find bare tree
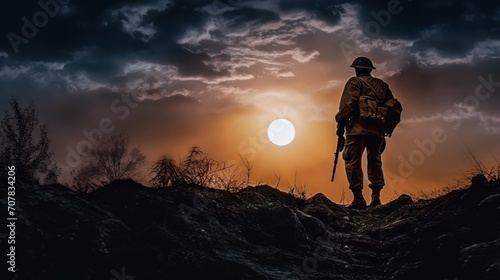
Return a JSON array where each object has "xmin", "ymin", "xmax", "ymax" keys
[
  {"xmin": 0, "ymin": 98, "xmax": 60, "ymax": 185},
  {"xmin": 72, "ymin": 132, "xmax": 146, "ymax": 192}
]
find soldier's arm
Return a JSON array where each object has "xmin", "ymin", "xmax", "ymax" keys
[
  {"xmin": 385, "ymin": 82, "xmax": 394, "ymax": 99},
  {"xmin": 335, "ymin": 77, "xmax": 360, "ymax": 125}
]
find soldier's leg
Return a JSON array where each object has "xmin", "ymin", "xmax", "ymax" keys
[
  {"xmin": 343, "ymin": 136, "xmax": 365, "ymax": 191},
  {"xmin": 366, "ymin": 136, "xmax": 385, "ymax": 207},
  {"xmin": 366, "ymin": 136, "xmax": 385, "ymax": 190}
]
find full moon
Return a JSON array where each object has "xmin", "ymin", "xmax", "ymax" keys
[{"xmin": 268, "ymin": 119, "xmax": 296, "ymax": 146}]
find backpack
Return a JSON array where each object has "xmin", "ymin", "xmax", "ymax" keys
[{"xmin": 357, "ymin": 78, "xmax": 403, "ymax": 137}]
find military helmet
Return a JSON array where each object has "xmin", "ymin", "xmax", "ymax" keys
[{"xmin": 349, "ymin": 57, "xmax": 376, "ymax": 69}]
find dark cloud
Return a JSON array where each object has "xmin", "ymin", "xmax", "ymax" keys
[
  {"xmin": 0, "ymin": 0, "xmax": 155, "ymax": 59},
  {"xmin": 386, "ymin": 57, "xmax": 500, "ymax": 117},
  {"xmin": 223, "ymin": 7, "xmax": 281, "ymax": 29},
  {"xmin": 278, "ymin": 0, "xmax": 344, "ymax": 25},
  {"xmin": 354, "ymin": 0, "xmax": 500, "ymax": 56},
  {"xmin": 143, "ymin": 4, "xmax": 208, "ymax": 40},
  {"xmin": 1, "ymin": 0, "xmax": 498, "ymax": 103},
  {"xmin": 0, "ymin": 0, "xmax": 228, "ymax": 87}
]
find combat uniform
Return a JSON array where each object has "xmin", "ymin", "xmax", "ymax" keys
[{"xmin": 335, "ymin": 72, "xmax": 393, "ymax": 199}]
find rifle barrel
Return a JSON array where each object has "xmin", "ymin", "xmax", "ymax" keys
[{"xmin": 331, "ymin": 137, "xmax": 341, "ymax": 182}]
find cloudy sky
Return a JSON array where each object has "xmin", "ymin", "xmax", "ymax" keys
[{"xmin": 1, "ymin": 0, "xmax": 499, "ymax": 201}]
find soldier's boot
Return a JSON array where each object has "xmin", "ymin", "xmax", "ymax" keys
[
  {"xmin": 348, "ymin": 189, "xmax": 367, "ymax": 209},
  {"xmin": 369, "ymin": 189, "xmax": 381, "ymax": 207}
]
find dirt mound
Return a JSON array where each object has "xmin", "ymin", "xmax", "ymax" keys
[{"xmin": 6, "ymin": 180, "xmax": 500, "ymax": 279}]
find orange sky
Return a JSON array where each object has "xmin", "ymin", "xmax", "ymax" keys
[{"xmin": 1, "ymin": 1, "xmax": 499, "ymax": 203}]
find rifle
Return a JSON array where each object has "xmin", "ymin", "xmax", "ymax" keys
[{"xmin": 331, "ymin": 134, "xmax": 345, "ymax": 182}]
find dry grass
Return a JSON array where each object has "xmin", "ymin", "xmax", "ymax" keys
[
  {"xmin": 149, "ymin": 146, "xmax": 248, "ymax": 192},
  {"xmin": 149, "ymin": 146, "xmax": 310, "ymax": 199},
  {"xmin": 408, "ymin": 165, "xmax": 500, "ymax": 200}
]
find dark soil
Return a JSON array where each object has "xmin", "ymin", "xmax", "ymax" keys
[{"xmin": 4, "ymin": 179, "xmax": 500, "ymax": 280}]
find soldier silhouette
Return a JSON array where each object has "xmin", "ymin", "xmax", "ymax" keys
[{"xmin": 335, "ymin": 57, "xmax": 396, "ymax": 209}]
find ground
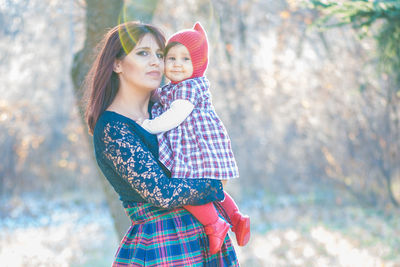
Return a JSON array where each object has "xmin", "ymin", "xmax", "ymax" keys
[{"xmin": 1, "ymin": 189, "xmax": 399, "ymax": 267}]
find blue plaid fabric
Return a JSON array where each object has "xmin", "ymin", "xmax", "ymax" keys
[{"xmin": 112, "ymin": 202, "xmax": 239, "ymax": 266}]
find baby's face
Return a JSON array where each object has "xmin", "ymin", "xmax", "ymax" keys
[{"xmin": 165, "ymin": 44, "xmax": 193, "ymax": 82}]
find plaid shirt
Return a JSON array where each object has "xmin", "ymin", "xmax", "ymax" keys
[{"xmin": 151, "ymin": 77, "xmax": 239, "ymax": 179}]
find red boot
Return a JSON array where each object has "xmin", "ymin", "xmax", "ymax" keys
[
  {"xmin": 204, "ymin": 218, "xmax": 230, "ymax": 254},
  {"xmin": 231, "ymin": 211, "xmax": 250, "ymax": 246}
]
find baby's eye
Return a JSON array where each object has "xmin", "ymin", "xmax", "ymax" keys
[
  {"xmin": 136, "ymin": 51, "xmax": 149, "ymax": 56},
  {"xmin": 167, "ymin": 57, "xmax": 175, "ymax": 61},
  {"xmin": 157, "ymin": 53, "xmax": 164, "ymax": 59},
  {"xmin": 184, "ymin": 57, "xmax": 191, "ymax": 61}
]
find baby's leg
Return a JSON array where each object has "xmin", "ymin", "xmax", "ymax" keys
[
  {"xmin": 184, "ymin": 202, "xmax": 218, "ymax": 226},
  {"xmin": 184, "ymin": 203, "xmax": 230, "ymax": 254},
  {"xmin": 220, "ymin": 191, "xmax": 251, "ymax": 246},
  {"xmin": 219, "ymin": 191, "xmax": 239, "ymax": 217}
]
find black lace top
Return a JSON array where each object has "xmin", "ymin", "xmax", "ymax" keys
[{"xmin": 93, "ymin": 110, "xmax": 224, "ymax": 209}]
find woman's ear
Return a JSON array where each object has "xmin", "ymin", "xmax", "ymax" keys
[{"xmin": 113, "ymin": 60, "xmax": 122, "ymax": 73}]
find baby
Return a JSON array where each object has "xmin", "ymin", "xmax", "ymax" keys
[{"xmin": 141, "ymin": 22, "xmax": 250, "ymax": 254}]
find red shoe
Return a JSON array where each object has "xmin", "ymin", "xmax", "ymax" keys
[
  {"xmin": 204, "ymin": 218, "xmax": 230, "ymax": 254},
  {"xmin": 231, "ymin": 212, "xmax": 250, "ymax": 246}
]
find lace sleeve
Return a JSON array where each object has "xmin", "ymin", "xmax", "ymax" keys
[{"xmin": 96, "ymin": 121, "xmax": 225, "ymax": 209}]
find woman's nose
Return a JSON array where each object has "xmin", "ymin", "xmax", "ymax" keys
[{"xmin": 149, "ymin": 52, "xmax": 160, "ymax": 66}]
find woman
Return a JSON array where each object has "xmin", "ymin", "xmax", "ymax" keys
[{"xmin": 84, "ymin": 21, "xmax": 239, "ymax": 266}]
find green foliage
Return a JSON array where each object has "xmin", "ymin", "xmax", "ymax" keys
[
  {"xmin": 377, "ymin": 20, "xmax": 400, "ymax": 87},
  {"xmin": 307, "ymin": 0, "xmax": 400, "ymax": 91}
]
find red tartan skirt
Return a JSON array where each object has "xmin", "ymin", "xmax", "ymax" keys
[{"xmin": 112, "ymin": 202, "xmax": 239, "ymax": 267}]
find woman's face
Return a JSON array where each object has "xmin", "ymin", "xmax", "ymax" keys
[{"xmin": 115, "ymin": 34, "xmax": 164, "ymax": 93}]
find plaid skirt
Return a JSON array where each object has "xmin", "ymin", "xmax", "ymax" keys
[{"xmin": 112, "ymin": 202, "xmax": 239, "ymax": 267}]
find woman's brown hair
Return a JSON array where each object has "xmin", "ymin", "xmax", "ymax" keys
[{"xmin": 83, "ymin": 21, "xmax": 166, "ymax": 135}]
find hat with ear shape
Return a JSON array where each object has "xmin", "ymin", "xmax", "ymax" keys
[{"xmin": 167, "ymin": 22, "xmax": 209, "ymax": 79}]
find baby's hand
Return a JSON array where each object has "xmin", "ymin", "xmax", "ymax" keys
[
  {"xmin": 136, "ymin": 117, "xmax": 145, "ymax": 125},
  {"xmin": 140, "ymin": 119, "xmax": 154, "ymax": 132}
]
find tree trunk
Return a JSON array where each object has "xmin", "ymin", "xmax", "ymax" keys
[{"xmin": 71, "ymin": 0, "xmax": 159, "ymax": 239}]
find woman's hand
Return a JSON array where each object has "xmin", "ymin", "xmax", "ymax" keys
[{"xmin": 221, "ymin": 180, "xmax": 227, "ymax": 188}]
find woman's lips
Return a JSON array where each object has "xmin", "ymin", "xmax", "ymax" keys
[{"xmin": 146, "ymin": 70, "xmax": 161, "ymax": 77}]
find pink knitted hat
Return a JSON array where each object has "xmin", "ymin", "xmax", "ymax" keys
[{"xmin": 167, "ymin": 22, "xmax": 209, "ymax": 79}]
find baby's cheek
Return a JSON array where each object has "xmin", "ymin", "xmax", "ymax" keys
[
  {"xmin": 164, "ymin": 69, "xmax": 174, "ymax": 80},
  {"xmin": 165, "ymin": 62, "xmax": 173, "ymax": 71}
]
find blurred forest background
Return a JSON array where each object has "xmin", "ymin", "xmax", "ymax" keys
[{"xmin": 1, "ymin": 0, "xmax": 399, "ymax": 266}]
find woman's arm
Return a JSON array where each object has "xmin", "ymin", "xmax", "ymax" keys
[
  {"xmin": 141, "ymin": 99, "xmax": 194, "ymax": 134},
  {"xmin": 95, "ymin": 121, "xmax": 224, "ymax": 209}
]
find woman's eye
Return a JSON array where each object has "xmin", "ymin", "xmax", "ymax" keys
[
  {"xmin": 136, "ymin": 51, "xmax": 149, "ymax": 56},
  {"xmin": 157, "ymin": 53, "xmax": 164, "ymax": 59},
  {"xmin": 167, "ymin": 57, "xmax": 175, "ymax": 61},
  {"xmin": 184, "ymin": 57, "xmax": 191, "ymax": 61}
]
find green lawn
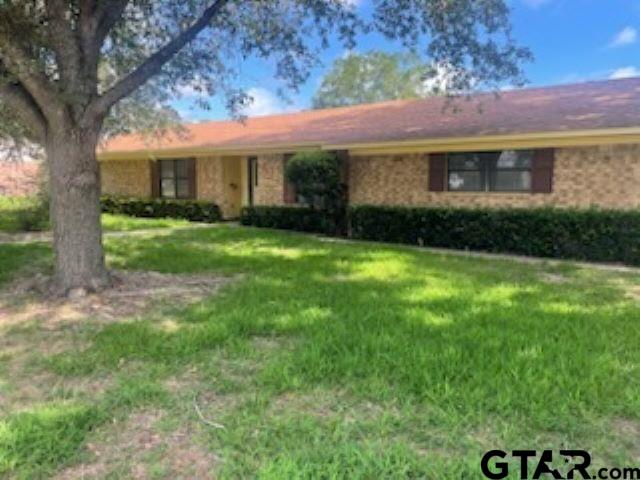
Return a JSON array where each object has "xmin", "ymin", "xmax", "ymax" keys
[
  {"xmin": 1, "ymin": 226, "xmax": 639, "ymax": 478},
  {"xmin": 0, "ymin": 197, "xmax": 41, "ymax": 232},
  {"xmin": 101, "ymin": 213, "xmax": 190, "ymax": 231},
  {"xmin": 0, "ymin": 196, "xmax": 191, "ymax": 233}
]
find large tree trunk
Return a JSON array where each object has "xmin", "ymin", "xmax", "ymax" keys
[{"xmin": 46, "ymin": 123, "xmax": 110, "ymax": 295}]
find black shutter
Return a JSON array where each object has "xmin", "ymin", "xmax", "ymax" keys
[
  {"xmin": 283, "ymin": 154, "xmax": 296, "ymax": 204},
  {"xmin": 186, "ymin": 158, "xmax": 197, "ymax": 199},
  {"xmin": 428, "ymin": 153, "xmax": 446, "ymax": 192},
  {"xmin": 532, "ymin": 149, "xmax": 555, "ymax": 193},
  {"xmin": 150, "ymin": 160, "xmax": 160, "ymax": 198}
]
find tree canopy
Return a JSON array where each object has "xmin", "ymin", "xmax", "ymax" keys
[
  {"xmin": 313, "ymin": 51, "xmax": 432, "ymax": 109},
  {"xmin": 0, "ymin": 0, "xmax": 531, "ymax": 144}
]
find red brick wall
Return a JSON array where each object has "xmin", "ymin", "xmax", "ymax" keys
[{"xmin": 0, "ymin": 162, "xmax": 40, "ymax": 197}]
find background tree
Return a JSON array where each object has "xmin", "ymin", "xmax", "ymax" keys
[
  {"xmin": 313, "ymin": 51, "xmax": 431, "ymax": 109},
  {"xmin": 0, "ymin": 0, "xmax": 531, "ymax": 295}
]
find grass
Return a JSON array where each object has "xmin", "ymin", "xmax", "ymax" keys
[
  {"xmin": 0, "ymin": 197, "xmax": 42, "ymax": 233},
  {"xmin": 0, "ymin": 196, "xmax": 191, "ymax": 233},
  {"xmin": 100, "ymin": 213, "xmax": 190, "ymax": 231},
  {"xmin": 1, "ymin": 225, "xmax": 639, "ymax": 478}
]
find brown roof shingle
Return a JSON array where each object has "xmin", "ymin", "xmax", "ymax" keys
[{"xmin": 101, "ymin": 77, "xmax": 640, "ymax": 155}]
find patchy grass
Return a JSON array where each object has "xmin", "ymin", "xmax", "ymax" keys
[
  {"xmin": 0, "ymin": 196, "xmax": 192, "ymax": 234},
  {"xmin": 0, "ymin": 225, "xmax": 639, "ymax": 478}
]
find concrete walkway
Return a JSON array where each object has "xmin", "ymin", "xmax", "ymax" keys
[{"xmin": 0, "ymin": 222, "xmax": 220, "ymax": 245}]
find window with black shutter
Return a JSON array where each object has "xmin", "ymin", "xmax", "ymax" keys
[{"xmin": 444, "ymin": 150, "xmax": 540, "ymax": 192}]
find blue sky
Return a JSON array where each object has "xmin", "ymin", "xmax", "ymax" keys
[{"xmin": 173, "ymin": 0, "xmax": 640, "ymax": 121}]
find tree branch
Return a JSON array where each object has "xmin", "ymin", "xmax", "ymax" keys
[
  {"xmin": 92, "ymin": 0, "xmax": 228, "ymax": 114},
  {"xmin": 0, "ymin": 82, "xmax": 47, "ymax": 143},
  {"xmin": 45, "ymin": 0, "xmax": 83, "ymax": 89},
  {"xmin": 94, "ymin": 0, "xmax": 130, "ymax": 48},
  {"xmin": 0, "ymin": 6, "xmax": 64, "ymax": 119},
  {"xmin": 0, "ymin": 40, "xmax": 61, "ymax": 118},
  {"xmin": 79, "ymin": 0, "xmax": 129, "ymax": 59}
]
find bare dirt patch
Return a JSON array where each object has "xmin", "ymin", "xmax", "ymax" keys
[
  {"xmin": 162, "ymin": 371, "xmax": 243, "ymax": 429},
  {"xmin": 54, "ymin": 409, "xmax": 218, "ymax": 480},
  {"xmin": 610, "ymin": 417, "xmax": 640, "ymax": 461},
  {"xmin": 612, "ymin": 417, "xmax": 640, "ymax": 436},
  {"xmin": 268, "ymin": 388, "xmax": 402, "ymax": 423},
  {"xmin": 540, "ymin": 272, "xmax": 570, "ymax": 284},
  {"xmin": 0, "ymin": 368, "xmax": 113, "ymax": 414},
  {"xmin": 0, "ymin": 270, "xmax": 235, "ymax": 331},
  {"xmin": 626, "ymin": 285, "xmax": 640, "ymax": 302},
  {"xmin": 0, "ymin": 270, "xmax": 234, "ymax": 413}
]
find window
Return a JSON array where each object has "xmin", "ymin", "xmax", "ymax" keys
[
  {"xmin": 447, "ymin": 150, "xmax": 533, "ymax": 192},
  {"xmin": 159, "ymin": 159, "xmax": 193, "ymax": 199}
]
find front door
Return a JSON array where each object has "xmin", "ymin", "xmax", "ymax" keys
[{"xmin": 222, "ymin": 156, "xmax": 242, "ymax": 218}]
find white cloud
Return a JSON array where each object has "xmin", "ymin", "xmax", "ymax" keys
[
  {"xmin": 610, "ymin": 26, "xmax": 637, "ymax": 47},
  {"xmin": 337, "ymin": 0, "xmax": 362, "ymax": 7},
  {"xmin": 175, "ymin": 78, "xmax": 209, "ymax": 98},
  {"xmin": 241, "ymin": 88, "xmax": 297, "ymax": 117},
  {"xmin": 609, "ymin": 66, "xmax": 640, "ymax": 79},
  {"xmin": 521, "ymin": 0, "xmax": 553, "ymax": 9}
]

**WHAT IS REQUIRED**
In the listing above, locate the line containing "find dark cloud" and the line containing "find dry grass". Extract those two lines and every line between them, exactly as written, and only those.

**RESULT OF THE TASK**
find dark cloud
Return a JSON array where each object has "xmin", "ymin", "xmax", "ymax" keys
[
  {"xmin": 0, "ymin": 0, "xmax": 155, "ymax": 59},
  {"xmin": 386, "ymin": 57, "xmax": 500, "ymax": 117},
  {"xmin": 223, "ymin": 7, "xmax": 281, "ymax": 29},
  {"xmin": 278, "ymin": 0, "xmax": 344, "ymax": 25},
  {"xmin": 354, "ymin": 0, "xmax": 500, "ymax": 56},
  {"xmin": 143, "ymin": 4, "xmax": 208, "ymax": 40},
  {"xmin": 1, "ymin": 0, "xmax": 498, "ymax": 103},
  {"xmin": 0, "ymin": 0, "xmax": 228, "ymax": 87}
]
find combat uniform
Return a JSON array where each object has "xmin", "ymin", "xmax", "ymax" keys
[{"xmin": 335, "ymin": 72, "xmax": 393, "ymax": 199}]
find rifle barrel
Return a JSON array where each object has "xmin", "ymin", "xmax", "ymax" keys
[{"xmin": 331, "ymin": 137, "xmax": 341, "ymax": 182}]
find cloudy sky
Return a JSON array where each object has "xmin", "ymin", "xmax", "ymax" keys
[{"xmin": 1, "ymin": 0, "xmax": 499, "ymax": 201}]
find soldier's boot
Return a JSON array where each object has "xmin", "ymin", "xmax", "ymax" keys
[
  {"xmin": 348, "ymin": 189, "xmax": 367, "ymax": 209},
  {"xmin": 369, "ymin": 189, "xmax": 381, "ymax": 207}
]
find dirt mound
Return a JSON array where each object has "xmin", "ymin", "xmax", "ymax" keys
[{"xmin": 6, "ymin": 180, "xmax": 500, "ymax": 279}]
find orange sky
Return a JSON array where each object has "xmin", "ymin", "xmax", "ymax" keys
[{"xmin": 1, "ymin": 1, "xmax": 499, "ymax": 203}]
find rifle
Return a JSON array where each object has "xmin", "ymin", "xmax", "ymax" keys
[{"xmin": 331, "ymin": 134, "xmax": 345, "ymax": 182}]
find dry grass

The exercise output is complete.